* [Task requirements]:
• a. According to the court opinion excerpt, what monthly rent did Foster and Schorr agree he would pay after July 1, 1997?
• b. Reproduce the part of the court opinion excerpt starting with "Foster also argues" and going on through "to November 10,1999.".
==== Excerpt to read
Foster argues that based upon his mistake regarding the payoff date on the residence, he should not be required to pay rent to Schorr for the months he remained in the residence beyond July 1, 1997. Because we have found Foster was obligated to leave the residence on that date, we affirm the district judge in ordering Foster to pay Schorr rent for the months he remained in the residence past this time.

Foster has argued that rent of $1000.00 per month is too high an amount for him to pay because he was paying property *567taxes and other expenses on the residence during this same time period. However, based on evidence presented at trial that Foster and Schorr specifically agreed to this amount of rent to be paid after July 1, 1997, the district judge had sufficient grounds to order Foster to pay it and we uphold this decision.

Foster also argues that, pursuant to an order Schorr obtained in a separate court action, Foster has already paid Schorr $3,300.00 in rent for the period of January through May of 1998, and is entitled to a credit in this amount toward the amount the district judge has ordered him to pay in this case. Schorr acknowledged she has received this amount from Foster and, therefore, we agree Foster is entitled to a credit of $3300.00 against the amount of rent the district court has ordered Foster to pay Schorr for the holdover period from July 1, 1997, to November 10,1999.

Y.

INSURANCE PREMIUMS

Foster argues that he should not be required to pay for cancer medical insurance policy premiums on a policy acquired by Schorr because the terms of the PSA required that he acquire the policy himself and name Schorr as a beneficiary. Because they are now divorced, it is impossible for him to carry Schorr on his insurance and, therefore, he argues he should have no further obligation to provide insurance. At trial, the district judge found that Schorr need not be a beneficiary of a policy acquired by Foster; rather that she need only be the named insured on some policy. Accordingly, the district judge ordered Foster to pay the premiums on a policy acquired by Schorr.

Paragraph 4 of the PSA provides: “The Husband agrees to maintain the Wife as beneficiary of a cancer medical insurance policy which provides 100% medical insurance coverage until the Wife’s death.” We agree with the district judge and do not read this provision to require Foster to maintain Schorr on his own insurance. The provision simply requires Foster to “maintain” Schorr as the beneficiary of “a cancer medical insur-anee policy.” Therefore, it is entirely in keeping with the provisions of the PSA that Foster pay the premiums on a cancer insurance policy acquired by Schorr, and we affirm the district judge’s decision.
========
==== Data under study
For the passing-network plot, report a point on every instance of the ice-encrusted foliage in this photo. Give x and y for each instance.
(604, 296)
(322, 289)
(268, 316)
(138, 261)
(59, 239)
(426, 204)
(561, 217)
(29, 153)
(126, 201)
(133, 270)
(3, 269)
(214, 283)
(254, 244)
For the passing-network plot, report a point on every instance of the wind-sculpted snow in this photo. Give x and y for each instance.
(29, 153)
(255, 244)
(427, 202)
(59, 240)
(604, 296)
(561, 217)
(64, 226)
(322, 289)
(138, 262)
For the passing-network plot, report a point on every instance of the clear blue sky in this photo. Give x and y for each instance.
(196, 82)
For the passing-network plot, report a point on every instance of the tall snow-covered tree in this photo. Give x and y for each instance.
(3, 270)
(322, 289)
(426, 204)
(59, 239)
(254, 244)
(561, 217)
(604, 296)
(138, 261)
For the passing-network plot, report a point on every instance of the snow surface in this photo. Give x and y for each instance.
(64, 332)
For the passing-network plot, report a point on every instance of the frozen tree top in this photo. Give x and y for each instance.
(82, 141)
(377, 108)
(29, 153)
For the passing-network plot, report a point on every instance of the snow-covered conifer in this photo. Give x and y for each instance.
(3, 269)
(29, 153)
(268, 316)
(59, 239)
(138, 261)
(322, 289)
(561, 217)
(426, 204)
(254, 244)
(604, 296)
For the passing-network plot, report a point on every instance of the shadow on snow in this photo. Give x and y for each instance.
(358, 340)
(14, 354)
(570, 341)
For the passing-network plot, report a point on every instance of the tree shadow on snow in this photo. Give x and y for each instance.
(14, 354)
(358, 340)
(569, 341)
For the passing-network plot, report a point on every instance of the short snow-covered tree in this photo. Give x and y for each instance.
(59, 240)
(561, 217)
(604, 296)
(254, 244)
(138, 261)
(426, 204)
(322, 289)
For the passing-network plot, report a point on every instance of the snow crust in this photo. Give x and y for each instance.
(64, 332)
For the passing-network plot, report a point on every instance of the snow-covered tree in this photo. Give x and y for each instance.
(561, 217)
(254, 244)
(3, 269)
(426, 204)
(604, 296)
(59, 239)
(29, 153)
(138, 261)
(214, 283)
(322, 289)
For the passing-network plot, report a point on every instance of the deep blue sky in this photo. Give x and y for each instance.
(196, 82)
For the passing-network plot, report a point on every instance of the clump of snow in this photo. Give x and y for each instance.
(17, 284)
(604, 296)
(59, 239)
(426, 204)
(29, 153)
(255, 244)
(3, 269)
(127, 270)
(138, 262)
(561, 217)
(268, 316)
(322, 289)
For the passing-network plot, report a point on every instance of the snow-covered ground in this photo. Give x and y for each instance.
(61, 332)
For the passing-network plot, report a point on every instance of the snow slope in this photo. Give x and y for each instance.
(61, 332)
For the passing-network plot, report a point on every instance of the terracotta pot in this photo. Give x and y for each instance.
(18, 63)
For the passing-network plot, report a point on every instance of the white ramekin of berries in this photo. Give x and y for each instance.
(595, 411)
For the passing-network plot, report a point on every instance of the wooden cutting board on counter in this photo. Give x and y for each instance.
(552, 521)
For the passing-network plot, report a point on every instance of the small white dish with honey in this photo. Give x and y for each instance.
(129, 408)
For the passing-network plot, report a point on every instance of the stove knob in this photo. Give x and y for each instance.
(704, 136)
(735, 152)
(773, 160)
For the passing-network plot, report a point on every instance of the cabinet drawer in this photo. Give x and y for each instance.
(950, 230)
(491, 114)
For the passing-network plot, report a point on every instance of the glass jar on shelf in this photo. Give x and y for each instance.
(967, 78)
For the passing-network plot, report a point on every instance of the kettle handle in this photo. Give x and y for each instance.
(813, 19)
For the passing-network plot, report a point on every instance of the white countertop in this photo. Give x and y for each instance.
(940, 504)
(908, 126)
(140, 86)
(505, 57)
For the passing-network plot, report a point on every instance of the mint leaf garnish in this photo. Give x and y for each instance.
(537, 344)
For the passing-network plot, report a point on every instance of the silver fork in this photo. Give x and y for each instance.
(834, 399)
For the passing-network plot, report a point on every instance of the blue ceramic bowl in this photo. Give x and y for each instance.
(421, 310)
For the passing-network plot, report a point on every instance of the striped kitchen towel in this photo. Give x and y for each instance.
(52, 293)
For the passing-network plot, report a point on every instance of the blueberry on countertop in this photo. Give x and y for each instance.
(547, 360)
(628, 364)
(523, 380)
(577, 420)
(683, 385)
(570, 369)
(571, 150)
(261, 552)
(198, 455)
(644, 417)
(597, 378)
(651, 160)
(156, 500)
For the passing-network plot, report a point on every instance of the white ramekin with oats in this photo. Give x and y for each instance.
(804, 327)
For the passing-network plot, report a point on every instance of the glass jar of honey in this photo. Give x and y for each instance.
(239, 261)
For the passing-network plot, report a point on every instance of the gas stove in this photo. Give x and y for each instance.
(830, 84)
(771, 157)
========
* [Answers for the exercise]:
• a. $1000.00 per month.

• b.
Foster also argues that, pursuant to an order Schorr obtained in a separate court action, Foster has already paid Schorr $3,300.00 in rent for the period of January through May of 1998, and is entitled to a credit in this amount toward the amount the district judge has ordered him to pay in this case. Schorr acknowledged she has received this amount from Foster and, therefore, we agree Foster is entitled to a credit of $3300.00 against the amount of rent the district court has ordered Foster to pay Schorr for the holdover period from July 1, 1997, to November 10,1999.